Copy every line from the one that holds "Pretty please, detect the snow in" to the end of the records below, exactly and with nothing else, but without any pictures.

┌──

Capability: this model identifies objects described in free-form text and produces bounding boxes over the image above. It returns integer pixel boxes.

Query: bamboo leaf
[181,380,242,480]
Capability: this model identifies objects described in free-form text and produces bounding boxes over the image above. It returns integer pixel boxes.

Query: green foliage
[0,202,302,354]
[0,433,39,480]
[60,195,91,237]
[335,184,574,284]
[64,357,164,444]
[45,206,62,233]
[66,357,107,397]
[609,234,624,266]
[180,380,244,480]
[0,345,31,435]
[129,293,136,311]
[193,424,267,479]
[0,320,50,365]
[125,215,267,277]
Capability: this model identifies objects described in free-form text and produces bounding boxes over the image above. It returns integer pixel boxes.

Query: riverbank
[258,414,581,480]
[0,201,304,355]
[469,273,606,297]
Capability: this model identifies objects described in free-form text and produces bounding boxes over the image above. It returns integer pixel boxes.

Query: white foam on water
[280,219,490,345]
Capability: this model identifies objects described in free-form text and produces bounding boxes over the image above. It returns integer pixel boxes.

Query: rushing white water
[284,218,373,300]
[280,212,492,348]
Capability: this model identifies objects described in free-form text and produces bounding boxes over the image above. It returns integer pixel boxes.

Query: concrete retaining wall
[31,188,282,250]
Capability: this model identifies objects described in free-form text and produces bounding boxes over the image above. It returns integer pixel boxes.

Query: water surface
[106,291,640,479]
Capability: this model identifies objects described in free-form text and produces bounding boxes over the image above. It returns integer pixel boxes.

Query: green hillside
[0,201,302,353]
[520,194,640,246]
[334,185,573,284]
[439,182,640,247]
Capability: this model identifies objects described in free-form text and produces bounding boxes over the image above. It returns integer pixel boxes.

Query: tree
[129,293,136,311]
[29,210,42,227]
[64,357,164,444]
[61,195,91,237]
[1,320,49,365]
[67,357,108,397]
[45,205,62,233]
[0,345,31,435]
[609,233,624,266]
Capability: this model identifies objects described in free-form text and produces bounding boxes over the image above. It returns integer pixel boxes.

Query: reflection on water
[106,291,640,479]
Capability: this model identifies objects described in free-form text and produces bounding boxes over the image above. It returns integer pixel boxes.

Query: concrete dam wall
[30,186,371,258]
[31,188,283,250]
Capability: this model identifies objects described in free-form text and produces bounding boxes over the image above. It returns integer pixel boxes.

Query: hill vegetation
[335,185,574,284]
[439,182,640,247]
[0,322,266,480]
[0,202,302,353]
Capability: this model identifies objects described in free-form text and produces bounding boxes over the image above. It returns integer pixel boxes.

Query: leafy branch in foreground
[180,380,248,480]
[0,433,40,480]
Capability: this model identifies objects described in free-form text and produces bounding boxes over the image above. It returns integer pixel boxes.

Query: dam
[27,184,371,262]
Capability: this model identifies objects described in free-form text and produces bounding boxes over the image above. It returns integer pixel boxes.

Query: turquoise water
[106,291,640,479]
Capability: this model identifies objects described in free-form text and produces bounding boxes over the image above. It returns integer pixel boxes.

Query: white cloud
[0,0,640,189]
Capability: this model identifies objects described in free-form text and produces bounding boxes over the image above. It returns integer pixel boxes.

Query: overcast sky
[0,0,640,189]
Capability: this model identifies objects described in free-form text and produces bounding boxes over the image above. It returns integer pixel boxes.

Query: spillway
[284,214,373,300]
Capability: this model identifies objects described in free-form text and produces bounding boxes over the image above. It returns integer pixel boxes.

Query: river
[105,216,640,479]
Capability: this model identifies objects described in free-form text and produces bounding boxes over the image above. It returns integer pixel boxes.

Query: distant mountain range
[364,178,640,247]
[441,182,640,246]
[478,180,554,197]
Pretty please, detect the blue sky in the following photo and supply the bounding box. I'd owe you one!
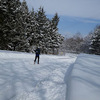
[21,0,100,36]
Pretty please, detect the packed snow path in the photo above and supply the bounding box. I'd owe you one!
[0,51,76,100]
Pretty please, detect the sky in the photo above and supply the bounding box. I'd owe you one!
[21,0,100,36]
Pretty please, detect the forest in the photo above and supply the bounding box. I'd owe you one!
[0,0,100,55]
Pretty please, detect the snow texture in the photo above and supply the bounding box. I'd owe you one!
[0,51,77,100]
[65,54,100,100]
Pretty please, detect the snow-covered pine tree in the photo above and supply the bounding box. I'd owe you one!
[28,8,38,52]
[12,0,30,52]
[0,0,16,49]
[90,26,100,55]
[35,7,48,53]
[50,13,64,54]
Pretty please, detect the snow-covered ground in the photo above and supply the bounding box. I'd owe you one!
[65,54,100,100]
[0,51,77,100]
[0,51,100,100]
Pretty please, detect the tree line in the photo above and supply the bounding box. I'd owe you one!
[60,25,100,55]
[0,0,64,54]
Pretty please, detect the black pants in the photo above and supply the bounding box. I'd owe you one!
[34,56,39,64]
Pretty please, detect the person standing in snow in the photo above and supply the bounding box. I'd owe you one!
[34,48,40,64]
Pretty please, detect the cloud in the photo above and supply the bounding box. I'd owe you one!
[21,0,100,19]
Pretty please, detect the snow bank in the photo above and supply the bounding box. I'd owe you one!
[65,54,100,100]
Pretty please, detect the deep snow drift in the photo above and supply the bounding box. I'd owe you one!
[66,54,100,100]
[0,51,77,100]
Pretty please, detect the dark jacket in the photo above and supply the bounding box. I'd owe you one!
[35,48,40,56]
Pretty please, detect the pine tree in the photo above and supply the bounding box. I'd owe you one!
[90,26,100,55]
[0,0,16,49]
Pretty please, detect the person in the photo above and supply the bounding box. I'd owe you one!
[34,48,40,64]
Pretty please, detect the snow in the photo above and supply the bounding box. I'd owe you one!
[0,50,100,100]
[66,54,100,100]
[0,51,77,100]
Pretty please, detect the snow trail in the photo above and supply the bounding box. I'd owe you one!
[0,51,76,100]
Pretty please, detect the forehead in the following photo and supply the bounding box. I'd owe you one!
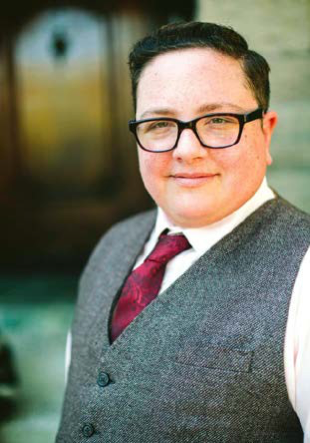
[137,48,256,116]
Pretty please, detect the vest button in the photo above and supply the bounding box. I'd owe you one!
[97,371,110,388]
[82,423,95,437]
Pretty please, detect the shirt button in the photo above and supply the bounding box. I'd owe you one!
[97,371,110,388]
[82,423,95,437]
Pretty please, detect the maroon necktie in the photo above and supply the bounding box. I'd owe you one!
[111,234,191,342]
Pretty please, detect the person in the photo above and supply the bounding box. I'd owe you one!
[56,22,310,443]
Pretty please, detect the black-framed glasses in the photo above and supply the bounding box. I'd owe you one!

└──

— Output of the exercise —
Pretty please, detect the snow in the photo above and supply the bounding box. I'd owe you one!
[0,50,100,100]
[66,54,100,100]
[0,51,77,100]
Pretty please, detect the snow trail in the photo above and supply the bounding box. I'd owe you one!
[0,51,76,100]
Pretty please, detect the forehead in the following photo and supply the bounding box. I'd owe you one!
[137,48,256,116]
Pretty please, detect the vest button in the photo above and supply the bounding box. I'd owe you one!
[97,371,110,388]
[82,423,95,437]
Pretty please, detect the shirt button in the photo above and supply the bounding box. I'd owe you one!
[97,371,110,388]
[82,423,95,437]
Pretty please, detect the maroon necktie in the photo above and supply the bounding box. I'd owe you one!
[111,234,191,342]
Pretty please, detect the person in the photo above and supply the bounding box. I'd owe you one!
[56,22,310,443]
Pretty please, detect the black-framed glasses in the photo above and supply the bounding box. I'd owe you one!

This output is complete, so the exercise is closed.